Directions
Rewrite the items below, changing every "bounding rectangle" to "bounding box" and keeping everything else the same.

Data for the task
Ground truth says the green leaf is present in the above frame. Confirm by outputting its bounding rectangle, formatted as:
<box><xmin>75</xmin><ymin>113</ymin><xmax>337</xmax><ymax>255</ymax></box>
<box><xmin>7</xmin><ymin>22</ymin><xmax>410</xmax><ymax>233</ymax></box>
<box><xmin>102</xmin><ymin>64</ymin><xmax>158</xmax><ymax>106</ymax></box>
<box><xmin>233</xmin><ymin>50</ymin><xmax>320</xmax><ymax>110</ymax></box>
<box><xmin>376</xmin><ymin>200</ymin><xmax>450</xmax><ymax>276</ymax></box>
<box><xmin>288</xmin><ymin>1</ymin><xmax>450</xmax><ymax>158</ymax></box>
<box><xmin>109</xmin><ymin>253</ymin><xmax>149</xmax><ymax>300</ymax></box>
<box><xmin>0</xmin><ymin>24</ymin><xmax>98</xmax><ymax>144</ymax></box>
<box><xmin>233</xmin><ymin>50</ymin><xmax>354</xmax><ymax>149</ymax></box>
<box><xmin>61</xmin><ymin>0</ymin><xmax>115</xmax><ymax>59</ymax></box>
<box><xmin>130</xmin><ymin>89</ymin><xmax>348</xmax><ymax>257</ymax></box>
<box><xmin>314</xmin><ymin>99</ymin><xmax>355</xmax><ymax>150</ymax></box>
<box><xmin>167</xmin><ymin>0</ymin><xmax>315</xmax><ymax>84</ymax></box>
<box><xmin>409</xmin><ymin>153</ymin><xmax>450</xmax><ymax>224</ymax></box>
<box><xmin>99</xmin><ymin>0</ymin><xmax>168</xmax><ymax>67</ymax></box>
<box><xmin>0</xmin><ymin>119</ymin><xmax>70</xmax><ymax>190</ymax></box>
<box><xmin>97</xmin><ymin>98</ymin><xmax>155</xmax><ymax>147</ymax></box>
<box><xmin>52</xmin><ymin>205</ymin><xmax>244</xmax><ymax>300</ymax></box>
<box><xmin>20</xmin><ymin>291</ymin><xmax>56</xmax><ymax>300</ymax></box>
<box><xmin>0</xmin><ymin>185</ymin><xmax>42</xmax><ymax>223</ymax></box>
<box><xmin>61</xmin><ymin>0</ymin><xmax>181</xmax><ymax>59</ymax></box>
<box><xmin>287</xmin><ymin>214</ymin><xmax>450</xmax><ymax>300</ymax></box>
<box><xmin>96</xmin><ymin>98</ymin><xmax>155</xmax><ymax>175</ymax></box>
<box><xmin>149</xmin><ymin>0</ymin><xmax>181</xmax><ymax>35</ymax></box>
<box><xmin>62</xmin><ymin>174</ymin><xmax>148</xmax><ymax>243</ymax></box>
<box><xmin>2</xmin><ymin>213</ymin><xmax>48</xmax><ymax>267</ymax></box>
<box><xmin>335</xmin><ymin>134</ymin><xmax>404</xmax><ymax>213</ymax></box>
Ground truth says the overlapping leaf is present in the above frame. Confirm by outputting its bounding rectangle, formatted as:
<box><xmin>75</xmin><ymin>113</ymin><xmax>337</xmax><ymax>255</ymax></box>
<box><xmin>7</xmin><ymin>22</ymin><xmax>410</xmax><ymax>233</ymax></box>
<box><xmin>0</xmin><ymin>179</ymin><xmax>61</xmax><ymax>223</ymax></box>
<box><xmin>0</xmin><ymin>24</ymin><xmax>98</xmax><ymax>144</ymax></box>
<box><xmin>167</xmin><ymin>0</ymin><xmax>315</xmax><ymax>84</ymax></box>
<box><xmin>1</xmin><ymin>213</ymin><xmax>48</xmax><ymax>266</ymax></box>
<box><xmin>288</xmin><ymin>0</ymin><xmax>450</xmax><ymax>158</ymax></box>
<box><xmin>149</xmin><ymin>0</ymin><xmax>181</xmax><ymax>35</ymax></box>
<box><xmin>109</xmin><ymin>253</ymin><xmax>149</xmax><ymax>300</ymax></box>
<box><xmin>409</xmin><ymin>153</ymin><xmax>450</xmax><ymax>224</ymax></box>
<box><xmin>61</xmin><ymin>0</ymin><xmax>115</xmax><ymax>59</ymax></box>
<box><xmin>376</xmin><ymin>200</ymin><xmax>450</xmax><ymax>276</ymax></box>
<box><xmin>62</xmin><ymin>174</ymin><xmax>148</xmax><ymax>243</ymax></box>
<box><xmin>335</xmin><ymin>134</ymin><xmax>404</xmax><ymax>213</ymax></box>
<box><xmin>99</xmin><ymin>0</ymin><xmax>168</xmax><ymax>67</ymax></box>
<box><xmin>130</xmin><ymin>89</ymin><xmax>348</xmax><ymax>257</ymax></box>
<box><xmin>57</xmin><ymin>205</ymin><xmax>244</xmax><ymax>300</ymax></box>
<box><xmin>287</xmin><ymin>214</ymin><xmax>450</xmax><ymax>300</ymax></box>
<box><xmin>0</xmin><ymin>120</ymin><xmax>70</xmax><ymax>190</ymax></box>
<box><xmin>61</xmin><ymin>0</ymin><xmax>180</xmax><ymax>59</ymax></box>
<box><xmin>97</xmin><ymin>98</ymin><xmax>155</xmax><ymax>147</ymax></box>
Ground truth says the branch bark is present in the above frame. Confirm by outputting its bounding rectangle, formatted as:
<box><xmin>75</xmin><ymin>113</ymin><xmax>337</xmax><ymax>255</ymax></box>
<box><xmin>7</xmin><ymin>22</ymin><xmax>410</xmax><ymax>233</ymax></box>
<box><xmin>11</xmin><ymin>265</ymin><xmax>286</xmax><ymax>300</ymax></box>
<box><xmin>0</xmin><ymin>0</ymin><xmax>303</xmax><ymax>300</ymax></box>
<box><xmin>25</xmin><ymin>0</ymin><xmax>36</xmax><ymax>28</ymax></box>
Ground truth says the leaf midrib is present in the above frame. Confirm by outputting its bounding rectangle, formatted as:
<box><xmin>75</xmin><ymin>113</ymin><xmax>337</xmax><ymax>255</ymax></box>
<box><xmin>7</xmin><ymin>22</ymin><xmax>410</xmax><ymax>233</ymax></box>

Full answer
Ground truth says the green leaf is present in the above frame. Confirm by outputting its bounding box, formatted as:
<box><xmin>75</xmin><ymin>113</ymin><xmax>337</xmax><ymax>255</ymax></box>
<box><xmin>7</xmin><ymin>22</ymin><xmax>410</xmax><ymax>233</ymax></box>
<box><xmin>102</xmin><ymin>64</ymin><xmax>158</xmax><ymax>106</ymax></box>
<box><xmin>233</xmin><ymin>50</ymin><xmax>320</xmax><ymax>110</ymax></box>
<box><xmin>376</xmin><ymin>200</ymin><xmax>450</xmax><ymax>276</ymax></box>
<box><xmin>288</xmin><ymin>1</ymin><xmax>450</xmax><ymax>158</ymax></box>
<box><xmin>109</xmin><ymin>253</ymin><xmax>149</xmax><ymax>300</ymax></box>
<box><xmin>0</xmin><ymin>24</ymin><xmax>98</xmax><ymax>144</ymax></box>
<box><xmin>233</xmin><ymin>50</ymin><xmax>354</xmax><ymax>149</ymax></box>
<box><xmin>61</xmin><ymin>0</ymin><xmax>115</xmax><ymax>59</ymax></box>
<box><xmin>130</xmin><ymin>89</ymin><xmax>348</xmax><ymax>257</ymax></box>
<box><xmin>314</xmin><ymin>99</ymin><xmax>355</xmax><ymax>150</ymax></box>
<box><xmin>167</xmin><ymin>0</ymin><xmax>315</xmax><ymax>84</ymax></box>
<box><xmin>409</xmin><ymin>153</ymin><xmax>450</xmax><ymax>224</ymax></box>
<box><xmin>99</xmin><ymin>0</ymin><xmax>168</xmax><ymax>67</ymax></box>
<box><xmin>0</xmin><ymin>119</ymin><xmax>70</xmax><ymax>190</ymax></box>
<box><xmin>97</xmin><ymin>98</ymin><xmax>155</xmax><ymax>147</ymax></box>
<box><xmin>52</xmin><ymin>205</ymin><xmax>244</xmax><ymax>300</ymax></box>
<box><xmin>20</xmin><ymin>291</ymin><xmax>56</xmax><ymax>300</ymax></box>
<box><xmin>0</xmin><ymin>185</ymin><xmax>42</xmax><ymax>223</ymax></box>
<box><xmin>61</xmin><ymin>0</ymin><xmax>181</xmax><ymax>59</ymax></box>
<box><xmin>287</xmin><ymin>214</ymin><xmax>450</xmax><ymax>300</ymax></box>
<box><xmin>96</xmin><ymin>98</ymin><xmax>155</xmax><ymax>175</ymax></box>
<box><xmin>149</xmin><ymin>0</ymin><xmax>181</xmax><ymax>35</ymax></box>
<box><xmin>62</xmin><ymin>174</ymin><xmax>148</xmax><ymax>243</ymax></box>
<box><xmin>2</xmin><ymin>213</ymin><xmax>48</xmax><ymax>267</ymax></box>
<box><xmin>335</xmin><ymin>134</ymin><xmax>404</xmax><ymax>213</ymax></box>
Ground truth says the overlapping leaf is present in the above frame. Confirm by outputting its bounding box, formatted as:
<box><xmin>75</xmin><ymin>113</ymin><xmax>337</xmax><ymax>255</ymax></box>
<box><xmin>7</xmin><ymin>22</ymin><xmax>410</xmax><ymax>233</ymax></box>
<box><xmin>0</xmin><ymin>179</ymin><xmax>61</xmax><ymax>223</ymax></box>
<box><xmin>0</xmin><ymin>24</ymin><xmax>98</xmax><ymax>144</ymax></box>
<box><xmin>167</xmin><ymin>0</ymin><xmax>315</xmax><ymax>84</ymax></box>
<box><xmin>1</xmin><ymin>213</ymin><xmax>48</xmax><ymax>266</ymax></box>
<box><xmin>288</xmin><ymin>0</ymin><xmax>450</xmax><ymax>158</ymax></box>
<box><xmin>149</xmin><ymin>0</ymin><xmax>181</xmax><ymax>35</ymax></box>
<box><xmin>109</xmin><ymin>253</ymin><xmax>149</xmax><ymax>300</ymax></box>
<box><xmin>409</xmin><ymin>153</ymin><xmax>450</xmax><ymax>224</ymax></box>
<box><xmin>61</xmin><ymin>0</ymin><xmax>115</xmax><ymax>59</ymax></box>
<box><xmin>376</xmin><ymin>200</ymin><xmax>450</xmax><ymax>276</ymax></box>
<box><xmin>62</xmin><ymin>174</ymin><xmax>148</xmax><ymax>243</ymax></box>
<box><xmin>335</xmin><ymin>134</ymin><xmax>404</xmax><ymax>213</ymax></box>
<box><xmin>99</xmin><ymin>0</ymin><xmax>168</xmax><ymax>67</ymax></box>
<box><xmin>130</xmin><ymin>89</ymin><xmax>348</xmax><ymax>257</ymax></box>
<box><xmin>57</xmin><ymin>205</ymin><xmax>244</xmax><ymax>300</ymax></box>
<box><xmin>287</xmin><ymin>214</ymin><xmax>450</xmax><ymax>300</ymax></box>
<box><xmin>0</xmin><ymin>120</ymin><xmax>70</xmax><ymax>190</ymax></box>
<box><xmin>61</xmin><ymin>0</ymin><xmax>180</xmax><ymax>59</ymax></box>
<box><xmin>97</xmin><ymin>98</ymin><xmax>155</xmax><ymax>147</ymax></box>
Ground truth says the branch bark is present in the above frame. Confirm by outputting its bounding box, formatted as:
<box><xmin>75</xmin><ymin>113</ymin><xmax>337</xmax><ymax>255</ymax></box>
<box><xmin>7</xmin><ymin>22</ymin><xmax>410</xmax><ymax>233</ymax></box>
<box><xmin>11</xmin><ymin>265</ymin><xmax>286</xmax><ymax>300</ymax></box>
<box><xmin>0</xmin><ymin>0</ymin><xmax>303</xmax><ymax>300</ymax></box>
<box><xmin>25</xmin><ymin>0</ymin><xmax>36</xmax><ymax>28</ymax></box>
Ground truth says the leaf midrib is present in the above frame. Confirm by outputting its bounding box, formatted as:
<box><xmin>75</xmin><ymin>113</ymin><xmax>337</xmax><ymax>255</ymax></box>
<box><xmin>7</xmin><ymin>22</ymin><xmax>410</xmax><ymax>233</ymax></box>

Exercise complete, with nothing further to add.